# Alıştırma Metni:
Pandemi günlerinin gerçek kahramanları hiç şüphe yok ki sağlık çalışanlarımızdır. Onlara millet olarak minnettarız. Allah hepsinden razı olsun. 

Bu yazımızda, salgın hastalıkla mücadele ettiğimiz şu günlerde sahada fedakarca görev yapan bir diğer kahramanlarımızdan, kıymetli din görevlilerimizden bahsetmek ve hemen konuya girmek istiyorum.

Geçtiğimiz günlerde kendisini sosyal medyadan tanıdığım ve zaman zaman sosyal medyadan yazıştığımız bir gazeteci arkadaşımızın yazdığı bir yazı dikkatimi çekti. Günümüzün salgın hastalığı Koronavirüs’e yakalanan TV Programcısı bu gazeteci arkadaşımız sayfasına “Korona’yı cami hocamızla birlikte atlatıyoruz çok şükür” diye yazmış:. 

“Allah Allah” dedim. “Acaba hocayla korona günlerini atlatmak, ne alâka ?” 

Bir gün aradım kendisini. Geçmiş olsun dileklerimizi ilettikten sonra “ Korona’yı cami hocamızla atlatıyoruz demişsiniz. Hayırdır, neden öyle dediniz?” diye sordum. Bana şu cevabı verdi;

“ Korona tedavisi altında iken bana bir gün telefon geldi. “ Alo, abi nasılsınız, ben filyasyon ekibinden arıyorum, bir sıkıntınız var mı ?” diye sordu. Ben de “ çok şükür iyiyim, sağ olun, bir sıkıntım da yok. Lâkin, siz kimsiniz? ” dedim. “Abi beni tanımadın mı. Ben mahalle caminizin imamı ….hoca. Kaymakamlık bizi filyasyon ekibinde görevlendirdi. Mahallemizdeki hastalarımızı karantina günleri süresince tek tek arıyoruz. ” deyince hocamızı tanıdım. Ama doğrusu hayret ettim. Çünkü imamların bu işle görevlendirildiğini bilmiyordum. Aklıma dahi gelmezdi. Meğer onlar her gün sahadaymış da haberimiz yokmuş. Hocamız beni her gün aradı, her gün muhabbet ettik. Bu, hastalığı atlatma sürecimde bana büyük bir moral oldu.”

Bu sözleri işittikten sonra bir kez daha onur duydum imam arkadaşlarımızla, onur duydum Diyanet İşleri Başkanlığımızla.. 

Günlerden bir gün, engelliler günü nedeniyle sendikal faaliyetler kapsamında kıymetli bir engelli hocamızı ziyarete gidecektim. Yanıma bir arkadaş daha alayım da birlikte gideriz düşüncesiyle din görevlisi bir arkadaşımızı aradım. Ona meseleyi anlattım. Bana: “ Hocam şu anda filyasyon görevindeyim. İşim bitince gelirim, şu an mahallenin üst tarafındayım, birkaç kişi kaldı.” dedi.

# Gösterilen Kayıtlar:
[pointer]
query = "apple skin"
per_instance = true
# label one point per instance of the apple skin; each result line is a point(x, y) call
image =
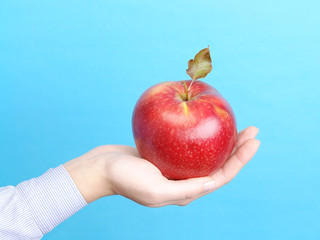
point(184, 139)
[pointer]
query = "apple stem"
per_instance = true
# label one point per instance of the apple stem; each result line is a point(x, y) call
point(186, 91)
point(190, 84)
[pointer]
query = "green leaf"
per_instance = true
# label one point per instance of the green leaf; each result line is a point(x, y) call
point(200, 66)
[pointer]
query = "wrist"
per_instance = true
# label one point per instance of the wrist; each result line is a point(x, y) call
point(88, 172)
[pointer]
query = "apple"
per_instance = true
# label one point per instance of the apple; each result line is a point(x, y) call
point(185, 128)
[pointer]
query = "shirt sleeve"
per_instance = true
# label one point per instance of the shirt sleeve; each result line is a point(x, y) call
point(36, 206)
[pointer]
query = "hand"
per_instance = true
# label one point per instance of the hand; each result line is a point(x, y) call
point(116, 169)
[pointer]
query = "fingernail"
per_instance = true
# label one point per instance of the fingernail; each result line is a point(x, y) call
point(209, 186)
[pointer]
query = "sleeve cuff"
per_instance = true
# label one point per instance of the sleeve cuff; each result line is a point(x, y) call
point(52, 198)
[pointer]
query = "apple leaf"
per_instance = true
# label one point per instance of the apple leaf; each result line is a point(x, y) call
point(200, 66)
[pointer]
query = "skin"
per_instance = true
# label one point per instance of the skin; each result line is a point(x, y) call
point(116, 169)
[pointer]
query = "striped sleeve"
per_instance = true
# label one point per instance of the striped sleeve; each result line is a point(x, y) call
point(35, 207)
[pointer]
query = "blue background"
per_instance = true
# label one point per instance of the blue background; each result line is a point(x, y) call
point(71, 72)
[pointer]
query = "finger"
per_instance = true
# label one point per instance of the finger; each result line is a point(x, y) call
point(244, 135)
point(240, 158)
point(128, 150)
point(182, 190)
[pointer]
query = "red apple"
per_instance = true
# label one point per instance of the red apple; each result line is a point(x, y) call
point(184, 138)
point(185, 128)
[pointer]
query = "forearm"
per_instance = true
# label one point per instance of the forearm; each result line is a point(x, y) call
point(88, 172)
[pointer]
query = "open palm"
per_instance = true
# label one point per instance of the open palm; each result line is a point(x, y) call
point(139, 180)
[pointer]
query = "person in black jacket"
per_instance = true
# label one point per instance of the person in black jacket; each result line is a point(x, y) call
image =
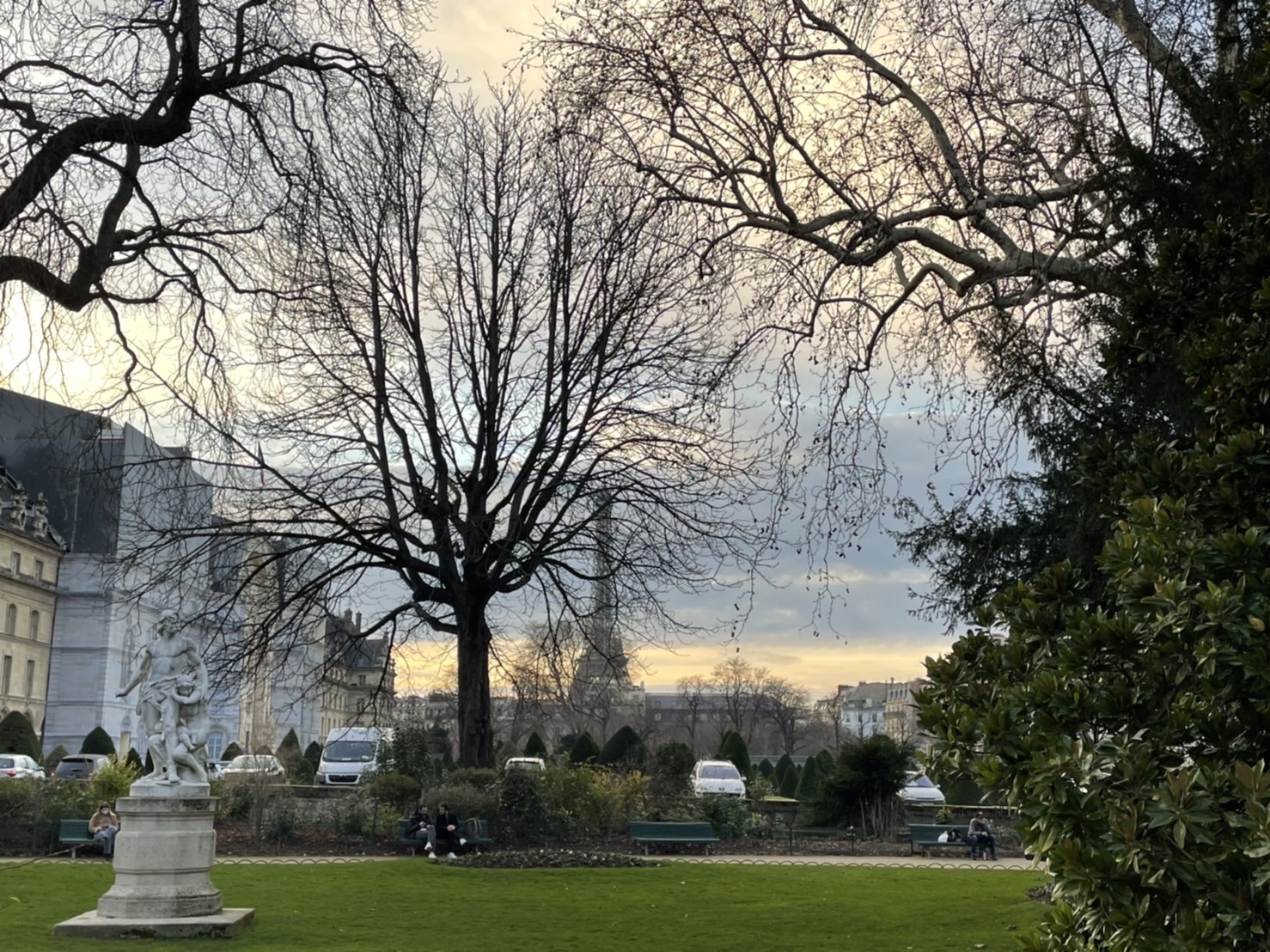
point(420, 827)
point(449, 834)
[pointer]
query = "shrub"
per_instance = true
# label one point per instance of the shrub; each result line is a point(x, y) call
point(783, 766)
point(624, 752)
point(55, 757)
point(467, 801)
point(98, 741)
point(809, 782)
point(483, 777)
point(398, 790)
point(18, 736)
point(584, 750)
point(733, 748)
point(521, 805)
point(112, 781)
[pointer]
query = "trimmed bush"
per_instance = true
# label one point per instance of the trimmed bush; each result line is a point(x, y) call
point(584, 750)
point(398, 790)
point(733, 748)
point(18, 736)
point(624, 752)
point(98, 741)
point(55, 757)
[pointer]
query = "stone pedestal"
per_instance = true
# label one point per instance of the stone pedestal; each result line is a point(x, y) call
point(162, 862)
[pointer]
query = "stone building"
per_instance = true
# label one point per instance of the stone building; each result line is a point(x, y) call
point(31, 553)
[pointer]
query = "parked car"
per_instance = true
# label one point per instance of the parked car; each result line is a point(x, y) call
point(717, 777)
point(21, 767)
point(525, 763)
point(80, 767)
point(255, 766)
point(921, 790)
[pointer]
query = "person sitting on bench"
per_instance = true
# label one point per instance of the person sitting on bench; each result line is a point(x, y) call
point(449, 837)
point(103, 826)
point(982, 842)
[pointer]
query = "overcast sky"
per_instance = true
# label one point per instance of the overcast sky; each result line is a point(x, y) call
point(874, 636)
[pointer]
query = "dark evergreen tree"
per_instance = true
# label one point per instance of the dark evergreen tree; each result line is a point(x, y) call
point(733, 748)
point(784, 765)
point(97, 741)
point(584, 750)
point(624, 750)
point(18, 735)
point(809, 781)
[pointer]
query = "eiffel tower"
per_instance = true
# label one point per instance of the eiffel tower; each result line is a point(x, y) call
point(603, 662)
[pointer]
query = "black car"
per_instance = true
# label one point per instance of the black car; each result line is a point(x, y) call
point(80, 767)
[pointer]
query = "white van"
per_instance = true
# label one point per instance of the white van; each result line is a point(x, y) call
point(348, 754)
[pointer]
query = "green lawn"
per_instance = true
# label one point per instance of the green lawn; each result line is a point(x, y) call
point(412, 904)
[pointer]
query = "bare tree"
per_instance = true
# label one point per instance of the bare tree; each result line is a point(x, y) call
point(924, 192)
point(148, 146)
point(504, 338)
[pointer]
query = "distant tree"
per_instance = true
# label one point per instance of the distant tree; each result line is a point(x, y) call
point(733, 748)
point(863, 787)
point(18, 735)
point(313, 754)
point(583, 750)
point(97, 741)
point(624, 750)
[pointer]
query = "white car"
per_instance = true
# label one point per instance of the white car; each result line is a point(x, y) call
point(919, 790)
point(19, 766)
point(526, 763)
point(717, 777)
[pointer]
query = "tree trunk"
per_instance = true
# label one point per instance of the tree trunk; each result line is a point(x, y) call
point(475, 729)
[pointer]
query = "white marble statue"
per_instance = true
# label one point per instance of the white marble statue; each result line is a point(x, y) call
point(172, 704)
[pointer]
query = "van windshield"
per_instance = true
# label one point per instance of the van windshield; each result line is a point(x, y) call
point(350, 752)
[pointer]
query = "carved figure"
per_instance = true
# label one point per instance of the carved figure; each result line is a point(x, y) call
point(172, 704)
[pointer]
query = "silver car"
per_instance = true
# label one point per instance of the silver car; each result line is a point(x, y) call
point(21, 767)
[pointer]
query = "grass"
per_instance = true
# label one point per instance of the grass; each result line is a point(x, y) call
point(409, 904)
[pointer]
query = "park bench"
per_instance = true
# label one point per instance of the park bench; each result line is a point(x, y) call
point(647, 832)
point(925, 835)
point(480, 840)
point(74, 834)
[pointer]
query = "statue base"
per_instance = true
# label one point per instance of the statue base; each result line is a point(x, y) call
point(162, 862)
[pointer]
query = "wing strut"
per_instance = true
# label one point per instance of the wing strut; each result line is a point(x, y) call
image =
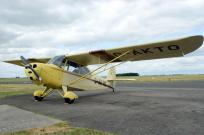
point(84, 76)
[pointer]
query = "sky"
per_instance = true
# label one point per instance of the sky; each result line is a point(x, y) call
point(45, 28)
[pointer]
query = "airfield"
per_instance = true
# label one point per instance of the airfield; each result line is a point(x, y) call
point(156, 108)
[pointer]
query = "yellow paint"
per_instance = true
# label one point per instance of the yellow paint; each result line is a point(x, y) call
point(70, 95)
point(38, 93)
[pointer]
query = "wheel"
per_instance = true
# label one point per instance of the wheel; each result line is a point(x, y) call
point(38, 98)
point(67, 100)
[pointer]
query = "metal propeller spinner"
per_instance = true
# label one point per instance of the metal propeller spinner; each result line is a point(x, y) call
point(28, 65)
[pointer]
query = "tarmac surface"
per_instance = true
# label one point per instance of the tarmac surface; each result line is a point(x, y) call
point(13, 119)
point(170, 108)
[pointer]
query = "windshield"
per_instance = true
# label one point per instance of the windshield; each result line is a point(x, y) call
point(57, 60)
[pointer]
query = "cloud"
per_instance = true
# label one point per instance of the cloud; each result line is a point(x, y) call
point(51, 27)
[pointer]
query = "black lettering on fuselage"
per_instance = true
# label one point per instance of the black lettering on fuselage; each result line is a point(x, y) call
point(136, 52)
point(116, 54)
point(146, 50)
point(173, 47)
point(160, 48)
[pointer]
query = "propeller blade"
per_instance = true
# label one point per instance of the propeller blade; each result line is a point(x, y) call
point(25, 61)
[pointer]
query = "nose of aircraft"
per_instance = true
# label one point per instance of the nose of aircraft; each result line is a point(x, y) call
point(30, 74)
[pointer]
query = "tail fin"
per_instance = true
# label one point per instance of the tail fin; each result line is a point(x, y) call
point(111, 74)
point(111, 77)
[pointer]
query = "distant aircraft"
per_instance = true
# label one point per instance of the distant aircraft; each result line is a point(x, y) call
point(67, 73)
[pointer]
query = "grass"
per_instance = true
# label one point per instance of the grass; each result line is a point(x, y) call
point(14, 80)
point(16, 89)
point(165, 78)
point(60, 129)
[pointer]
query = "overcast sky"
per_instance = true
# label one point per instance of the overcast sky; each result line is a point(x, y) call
point(45, 28)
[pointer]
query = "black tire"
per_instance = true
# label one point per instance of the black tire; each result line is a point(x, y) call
point(69, 101)
point(38, 98)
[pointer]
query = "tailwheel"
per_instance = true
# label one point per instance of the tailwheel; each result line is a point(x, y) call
point(38, 95)
point(69, 101)
point(70, 97)
point(38, 98)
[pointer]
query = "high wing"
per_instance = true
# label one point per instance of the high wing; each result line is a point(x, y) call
point(165, 49)
point(157, 50)
point(31, 60)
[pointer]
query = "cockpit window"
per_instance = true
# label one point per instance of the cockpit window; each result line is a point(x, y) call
point(58, 60)
point(67, 65)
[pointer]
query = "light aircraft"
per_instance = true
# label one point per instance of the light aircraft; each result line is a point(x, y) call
point(66, 73)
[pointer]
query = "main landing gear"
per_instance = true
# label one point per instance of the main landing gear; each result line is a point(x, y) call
point(69, 97)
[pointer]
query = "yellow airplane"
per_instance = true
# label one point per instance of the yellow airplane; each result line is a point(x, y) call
point(67, 73)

# Çözülecek Sorular:
A – Alıştırma metninin "Pandemi günlerinin gerçek" sözlerini içeren yerden başlayıp "konuya girmek istiyorum." ile biten kısmını lütfen "din görevlilerimizden" yerine "imamlarımızdan" koyarak değiştirin ve yeniden yazın.
B – Alıştırma metnine göre imamları filyasyon ekibinde hangi kurum görevlendirmiş?

# Cevap Listesi:
A –
Pandemi günlerinin gerçek kahramanları hiç şüphe yok ki sağlık çalışanlarımızdır. Onlara millet olarak minnettarız. Allah hepsinden razı olsun. 

Bu yazımızda, salgın hastalıkla mücadele ettiğimiz şu günlerde sahada fedakarca görev yapan bir diğer kahramanlarımızdan, kıymetli imamlarımızdan bahsetmek ve hemen konuya girmek istiyorum.

B – Kaymakamlık.